GIVEN EXERCISE. From the line with "outline black cap" through the end of the listing, change "every instance" to "all instances" and give back only those lines, with everything else left as it is.

Collection entries.
* * *
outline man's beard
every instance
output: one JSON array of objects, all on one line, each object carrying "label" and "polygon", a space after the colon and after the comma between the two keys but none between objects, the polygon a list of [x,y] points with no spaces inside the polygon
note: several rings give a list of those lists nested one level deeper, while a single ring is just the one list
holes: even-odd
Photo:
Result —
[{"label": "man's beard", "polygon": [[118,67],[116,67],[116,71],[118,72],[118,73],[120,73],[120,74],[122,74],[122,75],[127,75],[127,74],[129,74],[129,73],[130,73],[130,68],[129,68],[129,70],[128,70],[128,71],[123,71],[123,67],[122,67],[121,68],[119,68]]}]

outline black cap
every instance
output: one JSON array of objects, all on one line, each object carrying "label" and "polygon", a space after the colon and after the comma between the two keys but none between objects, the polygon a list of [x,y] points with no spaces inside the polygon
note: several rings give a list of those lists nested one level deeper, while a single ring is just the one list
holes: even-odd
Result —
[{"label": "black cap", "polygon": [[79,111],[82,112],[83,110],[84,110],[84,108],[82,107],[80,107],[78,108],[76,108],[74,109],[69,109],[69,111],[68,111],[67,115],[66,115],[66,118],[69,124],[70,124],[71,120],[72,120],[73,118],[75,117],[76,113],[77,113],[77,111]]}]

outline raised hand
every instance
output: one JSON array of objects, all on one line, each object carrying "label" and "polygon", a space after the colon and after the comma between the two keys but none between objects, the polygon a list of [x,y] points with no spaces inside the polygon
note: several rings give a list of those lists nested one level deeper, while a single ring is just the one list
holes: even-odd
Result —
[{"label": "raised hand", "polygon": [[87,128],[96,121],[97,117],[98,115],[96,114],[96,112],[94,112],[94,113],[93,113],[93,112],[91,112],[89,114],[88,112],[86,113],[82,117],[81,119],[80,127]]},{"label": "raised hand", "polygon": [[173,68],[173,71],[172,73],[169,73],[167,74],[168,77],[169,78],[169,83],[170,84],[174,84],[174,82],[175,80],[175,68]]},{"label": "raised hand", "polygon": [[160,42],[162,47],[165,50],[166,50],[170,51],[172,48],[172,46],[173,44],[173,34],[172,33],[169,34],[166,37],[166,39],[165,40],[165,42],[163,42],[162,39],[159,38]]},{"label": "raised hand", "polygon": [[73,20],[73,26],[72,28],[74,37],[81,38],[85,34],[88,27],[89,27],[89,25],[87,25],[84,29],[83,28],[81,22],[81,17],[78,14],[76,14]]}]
* * *
COMPLETED TASK.
outline black cap
all instances
output: one JSON array of objects, all on one line, each object carrying "label" and "polygon", a space after the colon and after the comma between the two keys but none between objects, the polygon a list of [x,y] points with no spaces inside the polygon
note: several rings give a list of those lists nested one level deeper, while a single ring is just the one list
holes: even-odd
Result —
[{"label": "black cap", "polygon": [[79,111],[82,112],[83,110],[84,110],[84,108],[82,107],[80,107],[78,108],[76,108],[74,109],[69,109],[69,111],[68,111],[67,115],[66,115],[66,118],[69,124],[70,124],[71,120],[72,120],[73,118],[75,117],[76,113],[77,113],[77,111]]}]

outline raised hand
all instances
output: one JSON array of objects, all on one line, each object carrying "label" and "polygon", a space after the colon and after the comma between the two keys but none between objects, the polygon a list of [x,y] points with no spaces inside the polygon
note: several rings give a list of those lists nested one level deeper, while a single ring is just the one list
holes: even-odd
Result —
[{"label": "raised hand", "polygon": [[87,128],[96,121],[97,117],[98,115],[96,114],[96,112],[94,112],[94,113],[93,113],[93,112],[91,112],[89,114],[88,112],[86,113],[82,117],[81,119],[80,127]]},{"label": "raised hand", "polygon": [[173,68],[173,71],[172,73],[169,73],[167,74],[168,77],[169,78],[169,83],[170,84],[174,84],[174,82],[175,80],[175,68]]},{"label": "raised hand", "polygon": [[160,42],[162,47],[165,50],[166,50],[170,51],[172,48],[172,46],[173,44],[173,34],[172,33],[169,34],[166,37],[166,39],[165,40],[165,42],[163,42],[162,39],[159,38]]},{"label": "raised hand", "polygon": [[73,20],[73,26],[72,28],[74,37],[81,38],[85,34],[88,27],[89,27],[89,25],[87,25],[84,29],[83,28],[81,22],[81,17],[78,14],[76,14]]}]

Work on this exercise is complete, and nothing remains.